(Image location labeling entries)
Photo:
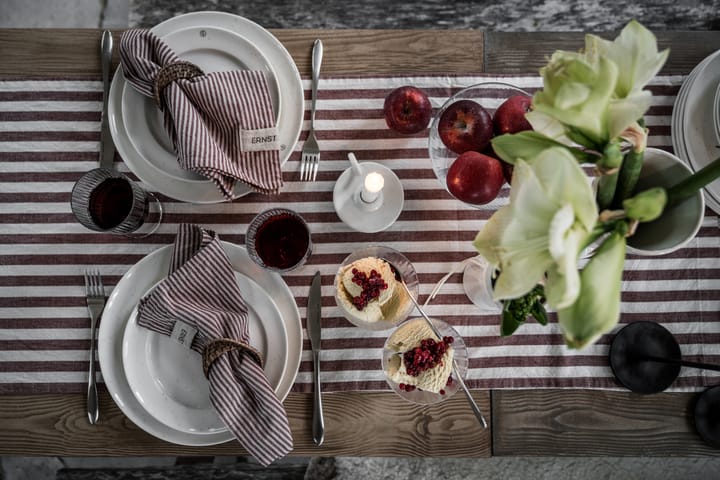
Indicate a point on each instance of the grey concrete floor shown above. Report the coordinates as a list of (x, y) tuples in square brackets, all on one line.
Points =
[(537, 14)]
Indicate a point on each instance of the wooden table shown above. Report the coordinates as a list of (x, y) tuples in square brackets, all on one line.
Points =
[(522, 422)]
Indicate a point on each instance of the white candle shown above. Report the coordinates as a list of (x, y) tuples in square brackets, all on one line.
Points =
[(372, 186)]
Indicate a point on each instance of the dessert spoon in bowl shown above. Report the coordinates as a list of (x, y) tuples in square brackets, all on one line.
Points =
[(461, 381)]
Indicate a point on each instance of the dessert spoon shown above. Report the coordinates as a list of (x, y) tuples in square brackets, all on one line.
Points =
[(468, 395)]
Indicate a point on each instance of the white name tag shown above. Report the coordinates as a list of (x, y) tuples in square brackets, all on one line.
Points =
[(260, 140), (183, 333)]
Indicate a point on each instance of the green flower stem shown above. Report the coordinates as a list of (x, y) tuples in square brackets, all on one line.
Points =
[(609, 167), (693, 183)]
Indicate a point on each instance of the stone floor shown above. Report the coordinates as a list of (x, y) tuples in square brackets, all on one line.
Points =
[(578, 15)]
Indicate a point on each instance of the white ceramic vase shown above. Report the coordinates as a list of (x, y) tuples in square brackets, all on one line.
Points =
[(679, 224)]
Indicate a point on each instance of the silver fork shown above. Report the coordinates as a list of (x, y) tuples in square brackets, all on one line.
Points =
[(95, 296), (310, 160)]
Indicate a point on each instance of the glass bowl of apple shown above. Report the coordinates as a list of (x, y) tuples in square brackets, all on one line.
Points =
[(460, 134)]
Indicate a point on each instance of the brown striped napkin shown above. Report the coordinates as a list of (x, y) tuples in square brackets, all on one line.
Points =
[(201, 292), (221, 124)]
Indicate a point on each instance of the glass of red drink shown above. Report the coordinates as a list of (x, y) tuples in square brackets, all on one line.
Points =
[(278, 239)]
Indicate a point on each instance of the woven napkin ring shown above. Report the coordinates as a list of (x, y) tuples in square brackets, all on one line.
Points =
[(220, 346), (170, 73)]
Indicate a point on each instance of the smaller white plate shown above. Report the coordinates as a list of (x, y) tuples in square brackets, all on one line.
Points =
[(167, 378), (211, 49), (698, 128)]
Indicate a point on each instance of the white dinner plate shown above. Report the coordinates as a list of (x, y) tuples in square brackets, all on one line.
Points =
[(213, 50), (125, 296), (167, 378), (157, 173), (679, 124)]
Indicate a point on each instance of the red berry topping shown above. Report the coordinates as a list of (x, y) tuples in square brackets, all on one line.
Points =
[(371, 286), (426, 356)]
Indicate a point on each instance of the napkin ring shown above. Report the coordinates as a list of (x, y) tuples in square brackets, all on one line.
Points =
[(170, 73), (220, 346)]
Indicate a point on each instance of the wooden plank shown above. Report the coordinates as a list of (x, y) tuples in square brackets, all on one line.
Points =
[(388, 51), (369, 424), (526, 52), (594, 423), (33, 53)]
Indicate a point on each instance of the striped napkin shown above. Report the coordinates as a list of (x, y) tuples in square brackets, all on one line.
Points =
[(201, 295), (221, 125)]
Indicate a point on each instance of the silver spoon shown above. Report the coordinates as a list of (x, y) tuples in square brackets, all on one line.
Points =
[(471, 400)]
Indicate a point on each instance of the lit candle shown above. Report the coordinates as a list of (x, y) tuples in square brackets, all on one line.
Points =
[(372, 186)]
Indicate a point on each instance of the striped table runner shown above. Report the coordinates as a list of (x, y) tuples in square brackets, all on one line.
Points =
[(49, 134)]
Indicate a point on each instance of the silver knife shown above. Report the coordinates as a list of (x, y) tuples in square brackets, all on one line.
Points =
[(313, 328), (107, 147)]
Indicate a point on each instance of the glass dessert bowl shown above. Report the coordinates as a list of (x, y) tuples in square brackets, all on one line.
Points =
[(368, 292), (490, 96), (418, 364)]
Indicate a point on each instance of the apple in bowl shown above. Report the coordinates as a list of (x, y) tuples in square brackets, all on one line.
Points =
[(465, 126), (503, 111), (475, 178)]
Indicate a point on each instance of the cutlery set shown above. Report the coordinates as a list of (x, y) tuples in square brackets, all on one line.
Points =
[(310, 160), (95, 298)]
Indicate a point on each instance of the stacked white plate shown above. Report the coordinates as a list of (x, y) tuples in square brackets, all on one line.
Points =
[(159, 384), (695, 125), (214, 41)]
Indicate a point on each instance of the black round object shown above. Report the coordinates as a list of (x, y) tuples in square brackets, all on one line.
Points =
[(707, 416), (630, 360)]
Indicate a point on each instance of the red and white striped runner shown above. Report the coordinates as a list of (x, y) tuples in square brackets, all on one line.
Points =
[(49, 136)]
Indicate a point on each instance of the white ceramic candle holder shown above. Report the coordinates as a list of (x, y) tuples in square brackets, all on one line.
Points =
[(368, 196)]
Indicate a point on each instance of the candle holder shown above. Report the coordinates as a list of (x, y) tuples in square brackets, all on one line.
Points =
[(368, 196)]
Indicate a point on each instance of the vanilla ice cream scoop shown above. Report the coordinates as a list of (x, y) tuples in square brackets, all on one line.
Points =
[(368, 292)]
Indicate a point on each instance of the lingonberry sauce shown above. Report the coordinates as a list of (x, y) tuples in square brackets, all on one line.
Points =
[(111, 202), (282, 241)]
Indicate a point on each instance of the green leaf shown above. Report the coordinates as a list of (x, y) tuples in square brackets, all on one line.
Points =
[(538, 312), (529, 144), (509, 322), (647, 205), (597, 308)]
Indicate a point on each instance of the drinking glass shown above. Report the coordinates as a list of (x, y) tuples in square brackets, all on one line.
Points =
[(278, 239), (105, 200)]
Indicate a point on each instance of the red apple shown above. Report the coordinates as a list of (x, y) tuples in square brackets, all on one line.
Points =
[(475, 178), (465, 125), (510, 115), (407, 110)]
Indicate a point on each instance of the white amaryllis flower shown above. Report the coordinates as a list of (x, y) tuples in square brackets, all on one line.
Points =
[(595, 95), (538, 236)]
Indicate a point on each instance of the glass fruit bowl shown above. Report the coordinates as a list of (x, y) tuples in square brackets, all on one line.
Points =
[(490, 95), (440, 382), (383, 307)]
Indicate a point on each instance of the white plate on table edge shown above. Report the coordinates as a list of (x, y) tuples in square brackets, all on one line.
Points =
[(677, 129), (168, 380), (213, 50), (698, 131), (716, 113), (138, 279), (291, 110)]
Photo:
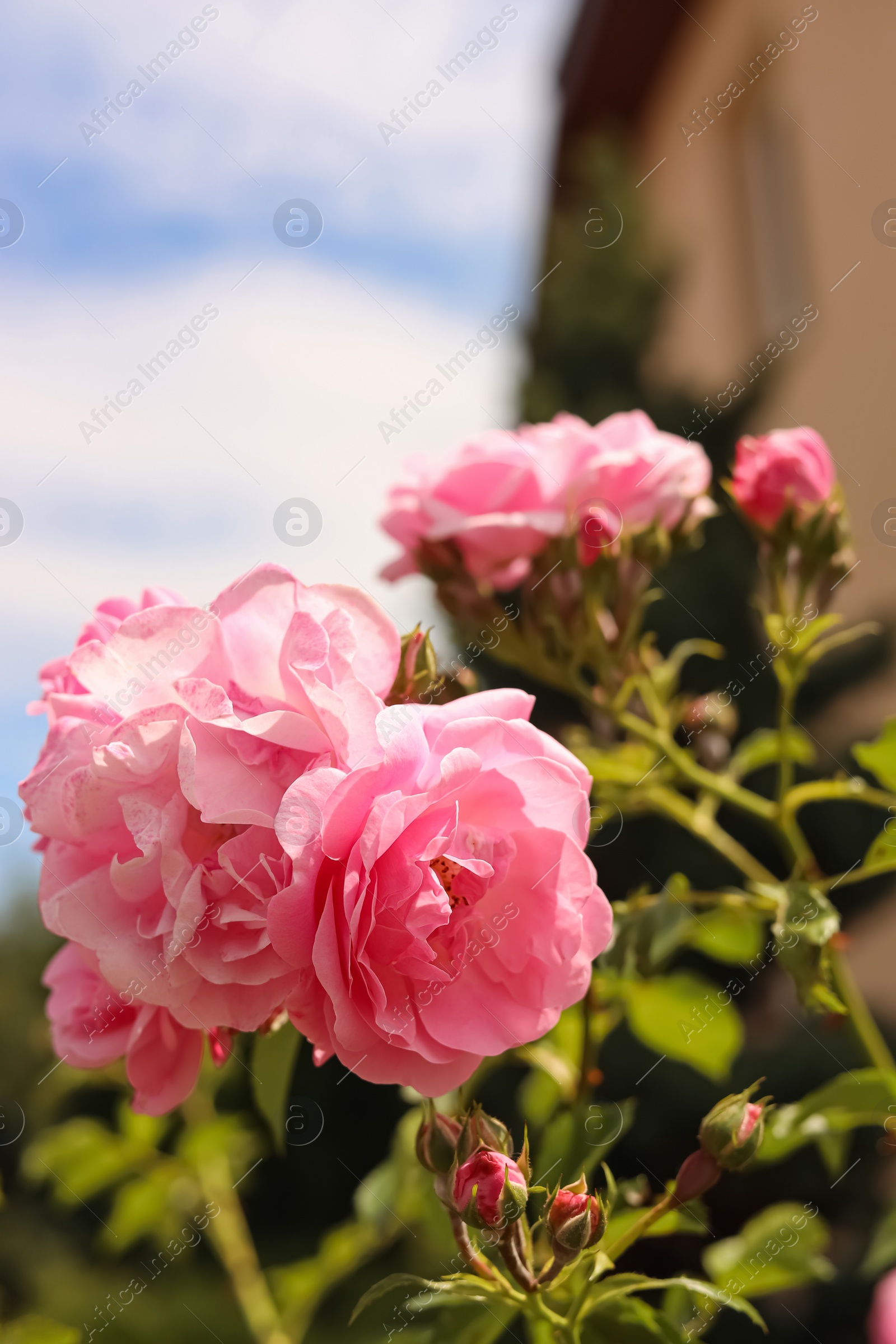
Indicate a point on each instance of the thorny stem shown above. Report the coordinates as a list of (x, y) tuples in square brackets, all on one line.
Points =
[(638, 1229), (720, 784), (231, 1237), (477, 1262), (864, 1025)]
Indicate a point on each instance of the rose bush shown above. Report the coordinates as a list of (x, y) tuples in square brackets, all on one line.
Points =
[(442, 908), (503, 496), (231, 820), (786, 468), (174, 736)]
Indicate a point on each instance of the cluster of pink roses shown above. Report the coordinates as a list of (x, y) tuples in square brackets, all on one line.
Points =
[(503, 496), (234, 823)]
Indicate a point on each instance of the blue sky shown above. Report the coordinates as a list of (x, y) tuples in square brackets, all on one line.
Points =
[(171, 209)]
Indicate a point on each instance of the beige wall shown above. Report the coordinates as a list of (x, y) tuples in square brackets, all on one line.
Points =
[(762, 220)]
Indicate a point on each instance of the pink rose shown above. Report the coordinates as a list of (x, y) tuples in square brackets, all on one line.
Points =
[(627, 475), (481, 1179), (171, 745), (55, 678), (881, 1319), (787, 468), (442, 909), (491, 496), (503, 496), (92, 1026)]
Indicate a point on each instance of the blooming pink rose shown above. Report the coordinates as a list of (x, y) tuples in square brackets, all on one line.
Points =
[(503, 496), (92, 1026), (483, 1177), (55, 676), (787, 468), (491, 496), (627, 475), (881, 1319), (442, 908), (171, 745)]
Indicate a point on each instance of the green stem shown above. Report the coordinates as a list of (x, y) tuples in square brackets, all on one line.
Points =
[(638, 1229), (685, 814), (698, 774), (864, 1025), (231, 1237), (785, 717), (618, 1248), (821, 791), (860, 874)]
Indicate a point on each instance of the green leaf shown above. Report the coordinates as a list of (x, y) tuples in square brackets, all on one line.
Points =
[(861, 1097), (389, 1285), (880, 756), (688, 1218), (665, 675), (83, 1158), (684, 1018), (39, 1329), (273, 1063), (148, 1205), (628, 1320), (730, 933), (621, 1285), (577, 1140), (881, 1253), (464, 1288), (767, 746), (780, 1248)]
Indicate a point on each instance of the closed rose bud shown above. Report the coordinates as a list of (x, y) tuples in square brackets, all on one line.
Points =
[(437, 1140), (575, 1221), (489, 1190), (734, 1128), (785, 469), (696, 1175), (481, 1131)]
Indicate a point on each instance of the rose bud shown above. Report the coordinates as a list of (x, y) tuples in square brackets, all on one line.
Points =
[(481, 1131), (783, 469), (696, 1175), (574, 1221), (734, 1128), (437, 1140), (489, 1190)]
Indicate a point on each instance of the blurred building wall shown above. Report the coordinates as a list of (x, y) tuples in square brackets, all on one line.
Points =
[(765, 136)]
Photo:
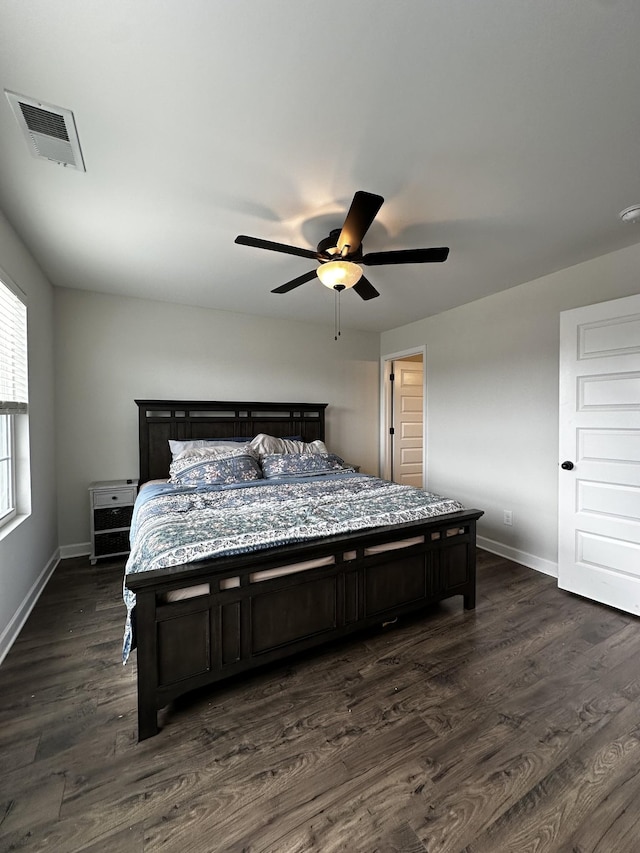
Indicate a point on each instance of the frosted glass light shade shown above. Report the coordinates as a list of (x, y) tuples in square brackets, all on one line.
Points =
[(339, 273)]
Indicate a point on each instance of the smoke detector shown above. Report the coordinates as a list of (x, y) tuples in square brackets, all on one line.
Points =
[(630, 214), (50, 131)]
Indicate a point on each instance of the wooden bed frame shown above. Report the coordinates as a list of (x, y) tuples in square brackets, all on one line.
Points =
[(241, 623)]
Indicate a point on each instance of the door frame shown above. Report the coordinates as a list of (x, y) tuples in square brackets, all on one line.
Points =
[(385, 408)]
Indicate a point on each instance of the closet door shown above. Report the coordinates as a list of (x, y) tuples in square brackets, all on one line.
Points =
[(599, 473)]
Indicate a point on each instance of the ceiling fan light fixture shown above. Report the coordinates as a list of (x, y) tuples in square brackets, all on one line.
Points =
[(344, 273), (630, 214)]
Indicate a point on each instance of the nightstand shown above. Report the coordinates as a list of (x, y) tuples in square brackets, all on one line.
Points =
[(111, 507)]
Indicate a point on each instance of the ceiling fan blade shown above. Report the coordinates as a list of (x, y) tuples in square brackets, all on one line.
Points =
[(365, 289), (407, 256), (243, 240), (362, 212), (295, 282)]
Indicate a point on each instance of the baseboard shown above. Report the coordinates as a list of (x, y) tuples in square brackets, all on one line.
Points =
[(81, 549), (522, 557), (10, 633)]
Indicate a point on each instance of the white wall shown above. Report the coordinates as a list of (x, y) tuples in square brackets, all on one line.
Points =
[(111, 350), (492, 399), (28, 553)]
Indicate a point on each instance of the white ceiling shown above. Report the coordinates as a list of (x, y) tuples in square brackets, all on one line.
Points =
[(508, 130)]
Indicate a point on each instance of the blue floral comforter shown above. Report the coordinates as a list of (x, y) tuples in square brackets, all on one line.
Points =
[(173, 525)]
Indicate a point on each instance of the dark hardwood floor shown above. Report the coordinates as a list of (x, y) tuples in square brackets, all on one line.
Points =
[(514, 727)]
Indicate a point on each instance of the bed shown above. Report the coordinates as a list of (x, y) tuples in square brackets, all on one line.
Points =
[(195, 621)]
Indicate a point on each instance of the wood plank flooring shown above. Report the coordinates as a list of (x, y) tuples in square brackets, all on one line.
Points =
[(514, 727)]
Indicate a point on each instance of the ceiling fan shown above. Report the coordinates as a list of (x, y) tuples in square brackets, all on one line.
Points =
[(340, 254)]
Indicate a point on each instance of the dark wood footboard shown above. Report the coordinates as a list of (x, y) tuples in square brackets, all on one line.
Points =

Problem details
Reproduce the lines of the entries above exactly, but only from the line containing "Indicate a point on each instance of the dark hardwood" through the final line.

Solution
Indicate a point on each instance of the dark hardwood floor shown above. Report the coordinates as a list of (x, y) tuples in square brackets, all on one line.
Points =
[(514, 727)]
Indicate a point on each instance of the bed shown above. Report the coordinates as a list of (x, y) tuples in square brackets, all on one line.
Points =
[(195, 621)]
Indicate a point on each instance of the wood plank flooring shown above. Report the coordinates as a list of (x, y) tuples in square brackets, all on one line.
Points =
[(514, 727)]
Indicate a point on each instance of the ceiling fan shown above. Report the coordinates as a list of (x, y) tuples in square brackets, all on one line.
Points =
[(340, 254)]
Indicate a point on each instance of the dark wood footboard shown above. Report the coordinates as a list of (x, y) tuples in square brackets, all on one line.
Points =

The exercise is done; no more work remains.